_WHAT IS BEING ASKED_
Repeat verbatim the portion of the items below that opens with the line containing "locate white cloud" and closes with the line containing "[0,167,388,256]", including both of those lines and nothing else.

— begin —

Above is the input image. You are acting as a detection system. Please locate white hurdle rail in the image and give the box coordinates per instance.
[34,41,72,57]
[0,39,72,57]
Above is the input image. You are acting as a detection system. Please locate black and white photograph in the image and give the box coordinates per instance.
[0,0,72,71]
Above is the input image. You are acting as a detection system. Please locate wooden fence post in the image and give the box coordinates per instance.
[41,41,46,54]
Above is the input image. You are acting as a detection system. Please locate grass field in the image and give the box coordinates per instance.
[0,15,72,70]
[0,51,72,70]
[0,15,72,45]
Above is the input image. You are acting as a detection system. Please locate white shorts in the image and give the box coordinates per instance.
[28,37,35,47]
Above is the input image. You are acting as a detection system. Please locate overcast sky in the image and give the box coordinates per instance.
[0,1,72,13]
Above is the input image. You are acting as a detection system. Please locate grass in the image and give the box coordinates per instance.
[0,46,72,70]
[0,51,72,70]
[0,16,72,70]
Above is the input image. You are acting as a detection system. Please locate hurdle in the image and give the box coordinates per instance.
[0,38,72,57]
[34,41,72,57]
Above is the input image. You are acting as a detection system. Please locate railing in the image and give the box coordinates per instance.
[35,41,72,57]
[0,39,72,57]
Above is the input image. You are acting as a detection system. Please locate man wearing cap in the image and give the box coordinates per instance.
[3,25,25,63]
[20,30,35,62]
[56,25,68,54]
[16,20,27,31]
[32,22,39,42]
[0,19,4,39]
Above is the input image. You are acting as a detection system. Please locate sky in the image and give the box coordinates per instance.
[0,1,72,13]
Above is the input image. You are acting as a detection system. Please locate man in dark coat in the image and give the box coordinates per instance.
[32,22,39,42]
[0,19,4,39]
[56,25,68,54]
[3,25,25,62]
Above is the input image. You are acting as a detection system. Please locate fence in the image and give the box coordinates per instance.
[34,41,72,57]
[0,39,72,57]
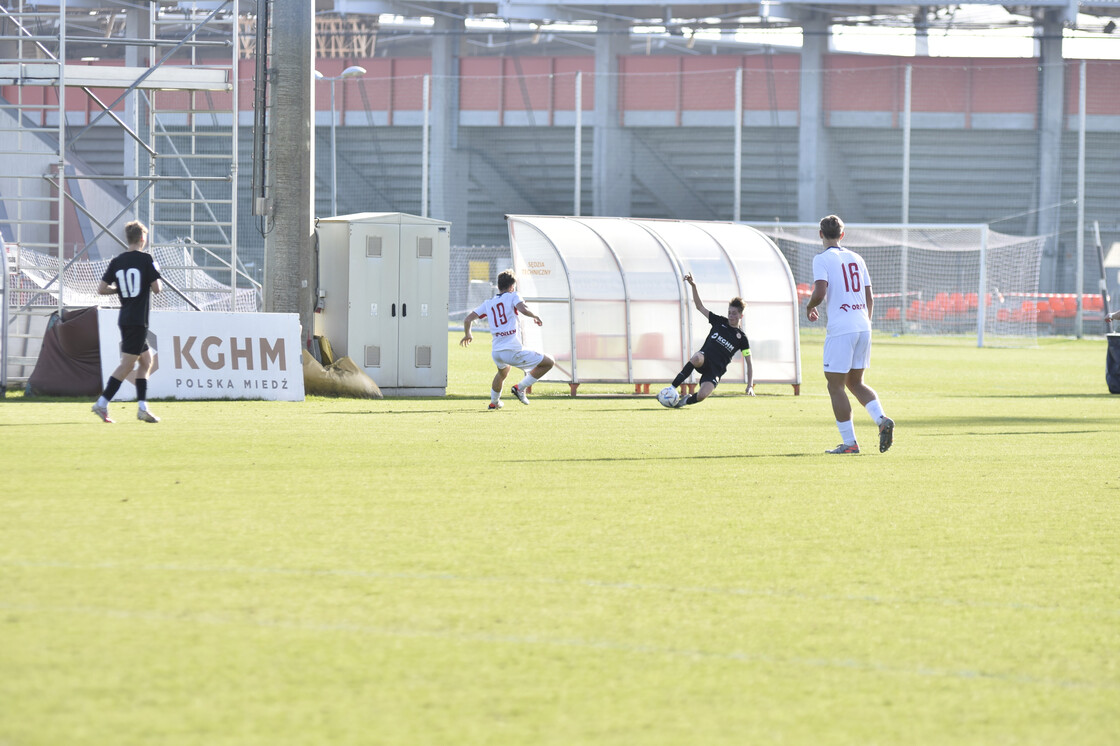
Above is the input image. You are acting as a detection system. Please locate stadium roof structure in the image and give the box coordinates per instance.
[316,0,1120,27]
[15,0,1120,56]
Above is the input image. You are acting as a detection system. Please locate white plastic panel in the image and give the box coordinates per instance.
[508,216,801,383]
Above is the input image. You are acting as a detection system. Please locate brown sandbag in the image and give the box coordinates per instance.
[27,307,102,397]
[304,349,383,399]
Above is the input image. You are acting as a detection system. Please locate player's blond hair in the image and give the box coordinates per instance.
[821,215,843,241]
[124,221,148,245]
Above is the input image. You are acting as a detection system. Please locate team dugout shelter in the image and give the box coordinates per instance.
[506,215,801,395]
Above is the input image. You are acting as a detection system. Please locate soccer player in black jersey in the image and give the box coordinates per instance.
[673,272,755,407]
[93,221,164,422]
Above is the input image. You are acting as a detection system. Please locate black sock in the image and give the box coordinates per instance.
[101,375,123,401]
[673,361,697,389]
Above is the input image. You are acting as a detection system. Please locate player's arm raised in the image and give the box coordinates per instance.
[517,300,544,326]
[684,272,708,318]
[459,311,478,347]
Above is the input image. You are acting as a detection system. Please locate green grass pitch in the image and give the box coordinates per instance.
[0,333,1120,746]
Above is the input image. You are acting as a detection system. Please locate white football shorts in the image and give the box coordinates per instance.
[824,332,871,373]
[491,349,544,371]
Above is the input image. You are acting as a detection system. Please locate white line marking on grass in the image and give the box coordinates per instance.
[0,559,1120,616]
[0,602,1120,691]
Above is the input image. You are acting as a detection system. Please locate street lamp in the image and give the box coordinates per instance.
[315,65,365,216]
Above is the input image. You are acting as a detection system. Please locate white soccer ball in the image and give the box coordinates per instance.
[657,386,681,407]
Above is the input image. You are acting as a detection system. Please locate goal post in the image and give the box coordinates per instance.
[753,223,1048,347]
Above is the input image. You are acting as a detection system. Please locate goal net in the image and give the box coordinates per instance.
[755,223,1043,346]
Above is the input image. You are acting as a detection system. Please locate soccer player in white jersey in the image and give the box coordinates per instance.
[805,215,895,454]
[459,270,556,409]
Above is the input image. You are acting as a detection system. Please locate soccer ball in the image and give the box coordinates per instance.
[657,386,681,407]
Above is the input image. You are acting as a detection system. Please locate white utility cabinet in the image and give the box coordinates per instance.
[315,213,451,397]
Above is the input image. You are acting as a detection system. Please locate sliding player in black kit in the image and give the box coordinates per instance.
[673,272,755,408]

— end —
— begin —

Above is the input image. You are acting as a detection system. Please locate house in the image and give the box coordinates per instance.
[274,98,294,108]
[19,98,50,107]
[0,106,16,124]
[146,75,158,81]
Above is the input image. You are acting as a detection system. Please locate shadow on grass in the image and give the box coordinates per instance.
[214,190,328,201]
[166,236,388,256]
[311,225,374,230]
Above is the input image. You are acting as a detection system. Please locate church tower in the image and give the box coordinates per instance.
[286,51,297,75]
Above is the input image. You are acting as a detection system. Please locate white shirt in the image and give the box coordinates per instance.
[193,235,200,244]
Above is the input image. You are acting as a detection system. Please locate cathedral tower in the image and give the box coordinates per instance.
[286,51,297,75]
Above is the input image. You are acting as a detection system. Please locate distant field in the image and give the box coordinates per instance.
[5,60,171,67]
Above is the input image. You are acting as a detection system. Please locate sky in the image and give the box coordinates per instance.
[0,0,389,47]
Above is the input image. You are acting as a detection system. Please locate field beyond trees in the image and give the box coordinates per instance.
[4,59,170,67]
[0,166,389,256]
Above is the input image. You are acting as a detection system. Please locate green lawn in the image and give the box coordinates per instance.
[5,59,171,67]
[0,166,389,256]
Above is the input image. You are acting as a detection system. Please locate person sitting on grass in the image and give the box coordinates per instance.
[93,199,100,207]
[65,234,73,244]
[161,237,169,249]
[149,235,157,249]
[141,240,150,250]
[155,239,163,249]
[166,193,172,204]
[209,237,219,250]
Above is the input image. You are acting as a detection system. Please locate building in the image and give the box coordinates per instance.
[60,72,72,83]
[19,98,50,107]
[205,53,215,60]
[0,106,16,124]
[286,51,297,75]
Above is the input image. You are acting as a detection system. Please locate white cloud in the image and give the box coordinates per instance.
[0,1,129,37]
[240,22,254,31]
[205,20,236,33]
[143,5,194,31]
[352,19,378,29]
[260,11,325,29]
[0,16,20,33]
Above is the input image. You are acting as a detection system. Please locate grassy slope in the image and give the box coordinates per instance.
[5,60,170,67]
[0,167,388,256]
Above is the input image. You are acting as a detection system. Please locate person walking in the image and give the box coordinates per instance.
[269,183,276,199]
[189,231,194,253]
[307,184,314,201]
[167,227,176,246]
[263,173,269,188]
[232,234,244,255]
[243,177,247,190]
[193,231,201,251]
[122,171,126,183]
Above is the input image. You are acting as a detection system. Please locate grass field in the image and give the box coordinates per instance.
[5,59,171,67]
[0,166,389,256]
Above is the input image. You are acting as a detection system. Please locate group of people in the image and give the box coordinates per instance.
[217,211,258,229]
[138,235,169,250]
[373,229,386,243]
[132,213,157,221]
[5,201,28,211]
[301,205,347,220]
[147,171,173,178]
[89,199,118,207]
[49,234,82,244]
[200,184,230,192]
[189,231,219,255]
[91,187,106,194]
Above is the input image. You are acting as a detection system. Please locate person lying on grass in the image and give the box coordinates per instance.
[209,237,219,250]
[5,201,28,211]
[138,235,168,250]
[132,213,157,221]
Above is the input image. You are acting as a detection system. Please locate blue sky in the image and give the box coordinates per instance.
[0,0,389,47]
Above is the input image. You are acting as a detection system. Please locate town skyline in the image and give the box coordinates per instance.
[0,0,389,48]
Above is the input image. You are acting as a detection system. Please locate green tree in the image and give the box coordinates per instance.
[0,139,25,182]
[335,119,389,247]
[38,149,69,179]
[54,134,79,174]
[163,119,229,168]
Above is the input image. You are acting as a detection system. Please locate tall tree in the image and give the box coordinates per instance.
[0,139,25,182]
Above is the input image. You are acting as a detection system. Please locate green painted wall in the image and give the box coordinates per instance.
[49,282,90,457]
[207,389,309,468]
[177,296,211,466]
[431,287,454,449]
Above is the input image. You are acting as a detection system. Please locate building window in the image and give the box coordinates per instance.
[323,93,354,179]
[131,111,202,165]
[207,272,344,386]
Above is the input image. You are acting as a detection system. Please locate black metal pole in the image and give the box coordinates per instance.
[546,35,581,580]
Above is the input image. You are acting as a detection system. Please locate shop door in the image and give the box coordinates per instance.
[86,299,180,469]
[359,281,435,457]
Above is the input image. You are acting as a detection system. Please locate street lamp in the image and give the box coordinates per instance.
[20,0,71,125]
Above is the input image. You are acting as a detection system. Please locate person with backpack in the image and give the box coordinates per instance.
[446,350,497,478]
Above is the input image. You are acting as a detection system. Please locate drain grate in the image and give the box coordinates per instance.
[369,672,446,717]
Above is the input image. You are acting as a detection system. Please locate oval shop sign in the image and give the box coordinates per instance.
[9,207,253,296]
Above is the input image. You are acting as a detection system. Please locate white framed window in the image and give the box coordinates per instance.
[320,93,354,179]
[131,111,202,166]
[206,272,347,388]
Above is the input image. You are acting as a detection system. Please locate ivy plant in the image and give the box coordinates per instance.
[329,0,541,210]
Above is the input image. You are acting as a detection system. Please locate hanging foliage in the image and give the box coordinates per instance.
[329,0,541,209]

— end —
— begin —

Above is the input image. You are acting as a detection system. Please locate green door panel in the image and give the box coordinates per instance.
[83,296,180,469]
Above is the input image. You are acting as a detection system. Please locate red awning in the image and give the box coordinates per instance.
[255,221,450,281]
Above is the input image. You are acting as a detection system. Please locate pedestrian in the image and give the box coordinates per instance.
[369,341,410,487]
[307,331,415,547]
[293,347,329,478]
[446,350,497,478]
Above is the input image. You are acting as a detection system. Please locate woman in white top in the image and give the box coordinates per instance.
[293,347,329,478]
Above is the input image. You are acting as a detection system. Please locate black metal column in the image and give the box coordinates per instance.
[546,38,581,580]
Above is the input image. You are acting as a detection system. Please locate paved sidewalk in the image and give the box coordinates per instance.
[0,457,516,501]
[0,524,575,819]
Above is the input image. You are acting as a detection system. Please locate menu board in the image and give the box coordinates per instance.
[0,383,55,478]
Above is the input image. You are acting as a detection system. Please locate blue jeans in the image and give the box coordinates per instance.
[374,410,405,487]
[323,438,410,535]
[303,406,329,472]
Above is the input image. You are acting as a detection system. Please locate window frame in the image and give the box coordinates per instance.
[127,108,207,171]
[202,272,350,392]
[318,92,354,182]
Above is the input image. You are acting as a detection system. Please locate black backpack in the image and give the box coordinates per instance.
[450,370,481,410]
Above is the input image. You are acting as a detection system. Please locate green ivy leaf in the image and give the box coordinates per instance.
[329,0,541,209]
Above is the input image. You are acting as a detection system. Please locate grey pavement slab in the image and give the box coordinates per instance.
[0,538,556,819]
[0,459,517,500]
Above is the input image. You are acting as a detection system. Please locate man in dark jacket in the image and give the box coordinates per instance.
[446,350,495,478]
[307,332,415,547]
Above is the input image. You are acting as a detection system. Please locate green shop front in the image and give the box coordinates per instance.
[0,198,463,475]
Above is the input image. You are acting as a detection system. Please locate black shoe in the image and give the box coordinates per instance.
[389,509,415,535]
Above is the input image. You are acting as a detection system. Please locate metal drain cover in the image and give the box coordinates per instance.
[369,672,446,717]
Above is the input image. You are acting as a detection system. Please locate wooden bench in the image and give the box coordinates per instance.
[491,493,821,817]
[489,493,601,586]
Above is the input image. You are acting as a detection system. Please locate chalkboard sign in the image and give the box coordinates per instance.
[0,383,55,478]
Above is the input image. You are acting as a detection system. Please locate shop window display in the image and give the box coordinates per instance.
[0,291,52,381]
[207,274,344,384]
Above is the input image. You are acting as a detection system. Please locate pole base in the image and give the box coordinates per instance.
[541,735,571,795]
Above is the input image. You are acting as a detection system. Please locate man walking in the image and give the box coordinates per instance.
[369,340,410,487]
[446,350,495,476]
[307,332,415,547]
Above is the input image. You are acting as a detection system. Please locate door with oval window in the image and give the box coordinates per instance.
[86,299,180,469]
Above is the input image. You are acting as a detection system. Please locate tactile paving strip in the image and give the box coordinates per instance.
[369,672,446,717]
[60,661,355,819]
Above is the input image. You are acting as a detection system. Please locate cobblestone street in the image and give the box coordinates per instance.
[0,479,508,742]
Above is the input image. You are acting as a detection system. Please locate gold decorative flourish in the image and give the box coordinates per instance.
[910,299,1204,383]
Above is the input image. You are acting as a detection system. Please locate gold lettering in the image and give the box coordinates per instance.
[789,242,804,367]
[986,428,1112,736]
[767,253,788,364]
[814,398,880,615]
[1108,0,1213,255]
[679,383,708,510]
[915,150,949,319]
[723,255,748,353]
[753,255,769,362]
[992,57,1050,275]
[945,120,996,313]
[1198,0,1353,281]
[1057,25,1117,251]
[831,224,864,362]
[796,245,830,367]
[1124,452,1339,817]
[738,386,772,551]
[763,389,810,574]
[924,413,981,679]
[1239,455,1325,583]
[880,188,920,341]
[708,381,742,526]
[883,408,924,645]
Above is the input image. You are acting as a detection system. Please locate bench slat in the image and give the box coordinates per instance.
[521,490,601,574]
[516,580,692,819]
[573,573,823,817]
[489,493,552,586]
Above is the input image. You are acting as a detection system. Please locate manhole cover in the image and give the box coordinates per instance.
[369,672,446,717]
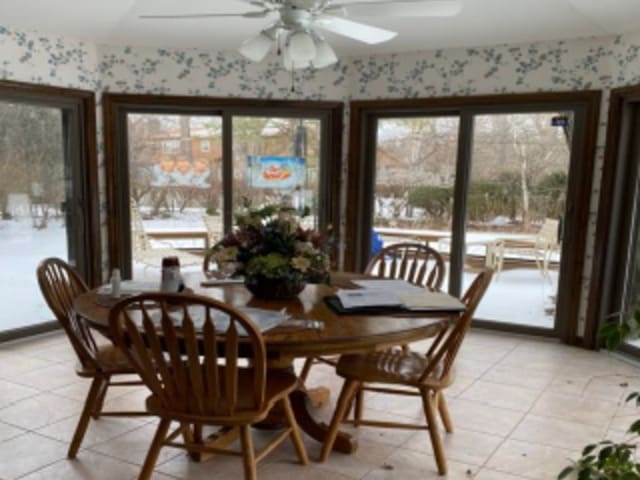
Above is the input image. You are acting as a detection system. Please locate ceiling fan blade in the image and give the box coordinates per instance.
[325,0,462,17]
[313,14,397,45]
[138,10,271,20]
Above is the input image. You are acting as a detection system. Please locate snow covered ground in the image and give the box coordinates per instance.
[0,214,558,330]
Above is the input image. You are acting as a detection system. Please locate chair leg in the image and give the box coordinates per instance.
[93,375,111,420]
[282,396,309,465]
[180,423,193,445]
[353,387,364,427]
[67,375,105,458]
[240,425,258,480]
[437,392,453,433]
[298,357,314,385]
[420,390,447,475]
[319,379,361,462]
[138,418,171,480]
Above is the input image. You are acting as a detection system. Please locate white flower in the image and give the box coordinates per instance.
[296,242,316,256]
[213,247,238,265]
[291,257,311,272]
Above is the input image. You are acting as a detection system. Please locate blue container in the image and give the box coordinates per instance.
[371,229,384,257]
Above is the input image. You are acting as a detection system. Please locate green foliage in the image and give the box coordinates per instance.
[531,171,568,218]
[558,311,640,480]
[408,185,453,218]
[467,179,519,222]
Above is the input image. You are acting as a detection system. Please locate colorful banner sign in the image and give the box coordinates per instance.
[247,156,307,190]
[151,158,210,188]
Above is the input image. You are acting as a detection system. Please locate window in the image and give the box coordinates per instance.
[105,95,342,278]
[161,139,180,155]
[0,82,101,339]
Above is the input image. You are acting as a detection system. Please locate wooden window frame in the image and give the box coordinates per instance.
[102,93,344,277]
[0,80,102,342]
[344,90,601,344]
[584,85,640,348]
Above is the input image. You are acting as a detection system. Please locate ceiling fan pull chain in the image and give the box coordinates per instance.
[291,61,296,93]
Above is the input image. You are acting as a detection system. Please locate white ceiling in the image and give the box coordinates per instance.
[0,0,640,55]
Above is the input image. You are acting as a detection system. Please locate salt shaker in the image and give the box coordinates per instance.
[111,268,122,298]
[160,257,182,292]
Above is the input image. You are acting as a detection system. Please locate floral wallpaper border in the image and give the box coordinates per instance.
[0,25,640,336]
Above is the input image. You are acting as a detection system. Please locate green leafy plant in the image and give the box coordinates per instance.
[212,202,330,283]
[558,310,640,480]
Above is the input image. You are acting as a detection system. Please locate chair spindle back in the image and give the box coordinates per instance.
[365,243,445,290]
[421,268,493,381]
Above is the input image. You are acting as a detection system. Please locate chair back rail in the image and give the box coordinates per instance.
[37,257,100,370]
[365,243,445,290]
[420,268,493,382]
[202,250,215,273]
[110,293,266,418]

— end —

_SOLUTION TO THIS PROBLEM_
Above is the input image. You are acting as a detection system. Please locate white cloud in the image and give the box coordinates per instance.
[0,1,129,37]
[240,22,254,31]
[205,20,236,33]
[143,5,194,31]
[352,19,378,29]
[260,11,325,29]
[0,16,20,33]
Above is the input image. You are acting as a detection system. Please locate grassy slope in the image and give the box coordinates per instance.
[5,60,170,67]
[0,167,388,256]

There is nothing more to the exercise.